- _Exercise details_
Format the lines of data from the line containing "Exercise. Point out the wet" through the line containing "[(142, 455)]" as a numbered list, with blank lines left out.

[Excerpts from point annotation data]
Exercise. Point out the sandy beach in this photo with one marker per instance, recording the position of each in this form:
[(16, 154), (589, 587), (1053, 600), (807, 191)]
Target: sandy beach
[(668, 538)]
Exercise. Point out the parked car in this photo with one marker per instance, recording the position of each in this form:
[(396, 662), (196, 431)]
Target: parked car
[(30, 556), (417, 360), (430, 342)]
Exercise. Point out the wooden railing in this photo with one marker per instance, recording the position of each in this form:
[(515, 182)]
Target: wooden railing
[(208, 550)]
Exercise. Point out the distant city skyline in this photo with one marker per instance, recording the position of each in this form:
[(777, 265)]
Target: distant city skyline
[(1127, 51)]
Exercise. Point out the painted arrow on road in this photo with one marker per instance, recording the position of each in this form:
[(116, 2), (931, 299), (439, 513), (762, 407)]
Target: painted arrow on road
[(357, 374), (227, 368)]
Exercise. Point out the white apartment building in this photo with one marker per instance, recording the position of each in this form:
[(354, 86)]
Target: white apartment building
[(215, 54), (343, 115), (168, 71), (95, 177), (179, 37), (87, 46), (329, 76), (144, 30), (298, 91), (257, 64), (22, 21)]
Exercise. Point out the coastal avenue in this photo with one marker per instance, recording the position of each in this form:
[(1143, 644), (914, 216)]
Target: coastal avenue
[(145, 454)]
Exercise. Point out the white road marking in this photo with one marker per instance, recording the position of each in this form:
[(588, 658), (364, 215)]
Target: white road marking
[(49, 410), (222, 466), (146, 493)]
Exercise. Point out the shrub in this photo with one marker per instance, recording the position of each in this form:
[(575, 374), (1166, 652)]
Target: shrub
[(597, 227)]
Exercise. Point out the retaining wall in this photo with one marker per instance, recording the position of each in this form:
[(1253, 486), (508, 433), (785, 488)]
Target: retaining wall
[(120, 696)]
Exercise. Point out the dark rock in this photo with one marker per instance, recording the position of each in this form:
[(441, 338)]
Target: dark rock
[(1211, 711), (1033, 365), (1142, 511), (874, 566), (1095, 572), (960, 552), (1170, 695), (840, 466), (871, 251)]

...

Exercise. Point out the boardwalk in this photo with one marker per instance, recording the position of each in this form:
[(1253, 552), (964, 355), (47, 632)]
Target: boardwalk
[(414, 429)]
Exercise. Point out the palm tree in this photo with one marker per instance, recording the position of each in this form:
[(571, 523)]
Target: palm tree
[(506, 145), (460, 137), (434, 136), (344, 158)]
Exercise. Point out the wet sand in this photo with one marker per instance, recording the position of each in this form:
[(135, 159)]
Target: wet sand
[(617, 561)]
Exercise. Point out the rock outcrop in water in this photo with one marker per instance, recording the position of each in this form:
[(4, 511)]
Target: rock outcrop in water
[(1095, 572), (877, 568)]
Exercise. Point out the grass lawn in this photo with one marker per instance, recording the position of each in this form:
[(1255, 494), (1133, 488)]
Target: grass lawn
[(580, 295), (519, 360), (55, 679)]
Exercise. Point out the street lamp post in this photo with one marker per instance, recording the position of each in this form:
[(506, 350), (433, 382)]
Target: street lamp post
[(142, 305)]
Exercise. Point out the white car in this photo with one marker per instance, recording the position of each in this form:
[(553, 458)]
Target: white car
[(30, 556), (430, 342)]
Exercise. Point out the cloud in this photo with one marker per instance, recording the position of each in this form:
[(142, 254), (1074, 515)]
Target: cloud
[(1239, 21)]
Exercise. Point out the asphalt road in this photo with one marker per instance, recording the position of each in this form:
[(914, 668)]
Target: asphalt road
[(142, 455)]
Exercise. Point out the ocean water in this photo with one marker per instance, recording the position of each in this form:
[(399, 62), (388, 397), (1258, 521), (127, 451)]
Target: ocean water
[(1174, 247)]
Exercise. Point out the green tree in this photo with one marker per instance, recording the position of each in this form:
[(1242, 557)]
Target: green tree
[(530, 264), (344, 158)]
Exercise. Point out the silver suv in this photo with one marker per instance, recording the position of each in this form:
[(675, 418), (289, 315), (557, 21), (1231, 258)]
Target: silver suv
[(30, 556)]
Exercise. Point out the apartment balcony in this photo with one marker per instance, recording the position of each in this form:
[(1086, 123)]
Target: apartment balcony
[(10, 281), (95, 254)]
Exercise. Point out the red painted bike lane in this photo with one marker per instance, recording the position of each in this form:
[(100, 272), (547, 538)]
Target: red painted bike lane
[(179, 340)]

- _Task response_
1. Exercise. Point out the wet sand in this photo with one marker per instance, recording the position of each in this form:
2. [(135, 159)]
3. Target: wet sand
4. [(617, 561)]
5. Exercise. Point out the rock outcrop in water in this photo with one marker per instance, recording the position of each in this form:
6. [(4, 511)]
7. Target: rock outcrop in water
8. [(1095, 572), (877, 568)]
9. Exercise. Point out the grass lawn in this photo with one marker per instance, recording the position of each in this form:
10. [(1255, 494), (1133, 488)]
11. Target: grass lawn
12. [(580, 295), (519, 360), (55, 679)]
13. Exercise. Point out the street lamp post in this photo with one marker per instance, recording the position of each in this form:
14. [(506, 350), (433, 382)]
15. Target: street lamp post
16. [(142, 305)]
17. Exercise. Point out the white car in this photo with one marker per instance, recording the position of each in this form:
18. [(553, 458)]
19. Target: white car
20. [(30, 556), (430, 342)]
21. Exercise. Point out the cloud in this photo with one marker per instance, recording the position of each in this form:
22. [(142, 254), (1074, 515)]
23. Target: cloud
24. [(1239, 21)]
25. Exercise. Point out the asphalt road in this photo with one marker per instance, recording the position of each in this form:
26. [(914, 668)]
27. Target: asphalt road
28. [(142, 455)]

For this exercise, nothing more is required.